- _The problem_
May I have the line containing "field and record the pixel coordinates." and every line after it through the end of the data, repeated exactly and with no other lines?

- _Material supplied_

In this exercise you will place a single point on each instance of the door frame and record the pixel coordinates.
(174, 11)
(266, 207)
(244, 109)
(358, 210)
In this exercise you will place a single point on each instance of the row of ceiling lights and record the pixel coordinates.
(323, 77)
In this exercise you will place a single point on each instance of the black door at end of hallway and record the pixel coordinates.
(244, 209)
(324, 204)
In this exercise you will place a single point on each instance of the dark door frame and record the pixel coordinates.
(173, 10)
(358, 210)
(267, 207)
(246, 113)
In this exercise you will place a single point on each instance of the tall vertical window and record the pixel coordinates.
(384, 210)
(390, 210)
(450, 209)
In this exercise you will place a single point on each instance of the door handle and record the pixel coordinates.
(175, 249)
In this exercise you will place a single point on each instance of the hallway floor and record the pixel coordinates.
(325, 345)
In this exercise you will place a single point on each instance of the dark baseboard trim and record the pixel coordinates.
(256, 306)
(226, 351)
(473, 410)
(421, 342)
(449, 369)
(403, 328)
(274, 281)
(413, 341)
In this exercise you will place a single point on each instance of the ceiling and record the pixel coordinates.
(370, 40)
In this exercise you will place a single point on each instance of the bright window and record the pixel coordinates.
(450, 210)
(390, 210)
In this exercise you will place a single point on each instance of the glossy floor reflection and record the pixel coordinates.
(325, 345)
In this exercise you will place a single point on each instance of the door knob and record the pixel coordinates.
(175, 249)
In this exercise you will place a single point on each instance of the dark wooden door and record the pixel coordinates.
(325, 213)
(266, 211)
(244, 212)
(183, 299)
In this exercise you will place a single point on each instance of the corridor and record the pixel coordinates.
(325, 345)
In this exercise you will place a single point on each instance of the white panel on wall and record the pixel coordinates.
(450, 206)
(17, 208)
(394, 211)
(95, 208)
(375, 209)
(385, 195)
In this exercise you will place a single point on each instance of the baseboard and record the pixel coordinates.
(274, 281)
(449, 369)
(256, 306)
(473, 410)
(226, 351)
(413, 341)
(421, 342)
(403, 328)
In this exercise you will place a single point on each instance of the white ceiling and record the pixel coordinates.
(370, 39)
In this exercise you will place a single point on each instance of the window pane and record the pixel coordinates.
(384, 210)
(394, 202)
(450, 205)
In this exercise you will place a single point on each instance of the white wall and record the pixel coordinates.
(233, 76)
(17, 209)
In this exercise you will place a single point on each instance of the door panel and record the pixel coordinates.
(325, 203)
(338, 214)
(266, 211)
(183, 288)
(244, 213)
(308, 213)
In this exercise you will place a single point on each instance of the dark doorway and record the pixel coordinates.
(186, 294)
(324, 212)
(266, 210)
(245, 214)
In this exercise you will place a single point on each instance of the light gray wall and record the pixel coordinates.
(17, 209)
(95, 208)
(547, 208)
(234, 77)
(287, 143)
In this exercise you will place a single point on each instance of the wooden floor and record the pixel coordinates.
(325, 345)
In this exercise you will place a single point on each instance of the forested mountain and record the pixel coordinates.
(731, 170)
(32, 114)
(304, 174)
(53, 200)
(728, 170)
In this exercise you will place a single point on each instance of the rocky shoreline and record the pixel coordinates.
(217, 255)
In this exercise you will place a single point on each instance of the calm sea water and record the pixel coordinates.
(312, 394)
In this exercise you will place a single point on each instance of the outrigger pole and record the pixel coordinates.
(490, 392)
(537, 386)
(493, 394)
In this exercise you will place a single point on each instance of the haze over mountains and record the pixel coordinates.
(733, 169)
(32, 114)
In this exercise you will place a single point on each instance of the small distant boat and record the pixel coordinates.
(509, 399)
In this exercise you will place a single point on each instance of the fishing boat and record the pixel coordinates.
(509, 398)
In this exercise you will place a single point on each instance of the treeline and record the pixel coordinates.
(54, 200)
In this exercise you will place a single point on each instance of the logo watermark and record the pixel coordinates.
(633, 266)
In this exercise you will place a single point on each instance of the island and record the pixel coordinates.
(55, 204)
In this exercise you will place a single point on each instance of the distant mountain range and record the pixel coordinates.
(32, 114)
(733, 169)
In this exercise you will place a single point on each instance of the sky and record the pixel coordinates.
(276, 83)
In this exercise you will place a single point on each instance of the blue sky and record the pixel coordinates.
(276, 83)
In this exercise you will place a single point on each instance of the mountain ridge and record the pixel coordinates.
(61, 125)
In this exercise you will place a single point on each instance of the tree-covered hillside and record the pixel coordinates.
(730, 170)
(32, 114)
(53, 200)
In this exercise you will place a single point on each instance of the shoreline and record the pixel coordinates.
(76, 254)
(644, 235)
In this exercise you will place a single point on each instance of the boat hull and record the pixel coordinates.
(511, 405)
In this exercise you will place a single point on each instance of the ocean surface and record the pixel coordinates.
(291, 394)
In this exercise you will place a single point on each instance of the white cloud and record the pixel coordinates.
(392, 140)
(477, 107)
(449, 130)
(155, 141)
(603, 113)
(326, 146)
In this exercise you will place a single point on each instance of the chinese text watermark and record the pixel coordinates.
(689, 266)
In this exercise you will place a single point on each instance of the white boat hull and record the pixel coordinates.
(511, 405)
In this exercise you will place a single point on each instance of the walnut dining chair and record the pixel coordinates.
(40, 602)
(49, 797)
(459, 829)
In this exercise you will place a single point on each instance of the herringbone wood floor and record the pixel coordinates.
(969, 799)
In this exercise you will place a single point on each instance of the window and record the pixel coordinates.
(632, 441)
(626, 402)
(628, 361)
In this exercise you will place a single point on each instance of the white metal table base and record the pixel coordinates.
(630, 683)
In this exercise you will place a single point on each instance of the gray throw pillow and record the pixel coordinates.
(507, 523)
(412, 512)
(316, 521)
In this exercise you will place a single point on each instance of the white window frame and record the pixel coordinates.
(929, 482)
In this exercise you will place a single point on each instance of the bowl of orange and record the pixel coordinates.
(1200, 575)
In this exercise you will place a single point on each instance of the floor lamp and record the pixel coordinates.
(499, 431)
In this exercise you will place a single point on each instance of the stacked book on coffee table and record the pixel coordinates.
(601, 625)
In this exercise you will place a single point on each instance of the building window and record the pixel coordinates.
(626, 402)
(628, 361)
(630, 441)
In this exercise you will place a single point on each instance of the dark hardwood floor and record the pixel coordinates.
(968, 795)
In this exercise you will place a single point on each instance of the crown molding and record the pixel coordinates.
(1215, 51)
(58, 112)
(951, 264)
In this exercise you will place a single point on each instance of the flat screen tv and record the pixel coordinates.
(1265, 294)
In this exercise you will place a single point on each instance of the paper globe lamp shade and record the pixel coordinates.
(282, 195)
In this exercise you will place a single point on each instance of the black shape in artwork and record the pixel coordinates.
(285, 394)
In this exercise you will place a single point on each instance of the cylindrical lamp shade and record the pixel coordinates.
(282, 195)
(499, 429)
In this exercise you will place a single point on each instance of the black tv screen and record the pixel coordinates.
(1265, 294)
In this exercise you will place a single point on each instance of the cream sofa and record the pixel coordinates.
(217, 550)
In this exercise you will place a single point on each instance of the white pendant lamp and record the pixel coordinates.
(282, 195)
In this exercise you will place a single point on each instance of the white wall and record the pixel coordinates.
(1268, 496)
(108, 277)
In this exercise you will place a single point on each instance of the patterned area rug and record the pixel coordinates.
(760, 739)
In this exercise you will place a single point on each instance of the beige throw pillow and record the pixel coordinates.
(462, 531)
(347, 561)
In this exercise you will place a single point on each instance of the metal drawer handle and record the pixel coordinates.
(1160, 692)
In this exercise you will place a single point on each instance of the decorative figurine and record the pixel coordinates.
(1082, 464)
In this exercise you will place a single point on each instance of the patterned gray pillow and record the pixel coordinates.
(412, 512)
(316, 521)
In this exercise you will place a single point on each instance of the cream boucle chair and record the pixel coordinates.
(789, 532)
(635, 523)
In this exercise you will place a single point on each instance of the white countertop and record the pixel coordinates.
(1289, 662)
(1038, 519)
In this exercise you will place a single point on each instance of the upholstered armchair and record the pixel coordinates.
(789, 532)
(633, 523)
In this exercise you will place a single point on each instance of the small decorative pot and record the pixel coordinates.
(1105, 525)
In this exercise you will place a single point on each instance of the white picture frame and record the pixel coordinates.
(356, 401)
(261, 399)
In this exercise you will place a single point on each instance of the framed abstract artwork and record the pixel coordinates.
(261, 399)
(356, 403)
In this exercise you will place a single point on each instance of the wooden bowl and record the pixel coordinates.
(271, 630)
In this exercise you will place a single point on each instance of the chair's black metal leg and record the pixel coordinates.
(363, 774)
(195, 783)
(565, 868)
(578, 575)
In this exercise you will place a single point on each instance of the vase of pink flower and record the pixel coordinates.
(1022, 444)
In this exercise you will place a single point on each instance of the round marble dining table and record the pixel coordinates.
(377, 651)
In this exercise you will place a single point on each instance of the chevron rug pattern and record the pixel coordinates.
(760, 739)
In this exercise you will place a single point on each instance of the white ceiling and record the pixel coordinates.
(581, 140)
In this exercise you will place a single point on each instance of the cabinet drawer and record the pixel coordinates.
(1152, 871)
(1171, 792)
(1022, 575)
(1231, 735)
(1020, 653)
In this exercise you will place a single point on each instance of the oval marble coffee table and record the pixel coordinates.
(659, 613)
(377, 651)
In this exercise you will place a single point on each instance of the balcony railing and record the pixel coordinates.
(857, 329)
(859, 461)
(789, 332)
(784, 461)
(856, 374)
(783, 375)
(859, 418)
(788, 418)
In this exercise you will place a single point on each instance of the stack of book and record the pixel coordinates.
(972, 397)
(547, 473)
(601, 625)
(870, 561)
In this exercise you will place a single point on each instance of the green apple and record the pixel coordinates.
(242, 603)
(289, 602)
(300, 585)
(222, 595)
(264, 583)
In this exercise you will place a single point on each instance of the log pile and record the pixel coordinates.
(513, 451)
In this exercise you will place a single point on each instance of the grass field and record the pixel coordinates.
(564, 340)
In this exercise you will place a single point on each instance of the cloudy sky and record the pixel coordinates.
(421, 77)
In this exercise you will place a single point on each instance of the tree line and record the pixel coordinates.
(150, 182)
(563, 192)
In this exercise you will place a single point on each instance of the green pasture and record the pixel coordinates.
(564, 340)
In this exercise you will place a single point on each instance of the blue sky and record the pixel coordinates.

- _Response below_
In this exercise you will place a single point on each instance of the grass field and record the pixel coordinates.
(564, 340)
In this exercise you will place a single point on each instance of the cloudy sky and record the pixel coordinates.
(421, 77)
In this exercise you will place a single point on each instance of the tree line and record the pixel coordinates.
(150, 182)
(563, 192)
In this exercise you will place a single point on each instance of the green pasture and record the pixel coordinates.
(564, 340)
In this exercise you will place a single point on each instance of the blue sky and record the pixel coordinates.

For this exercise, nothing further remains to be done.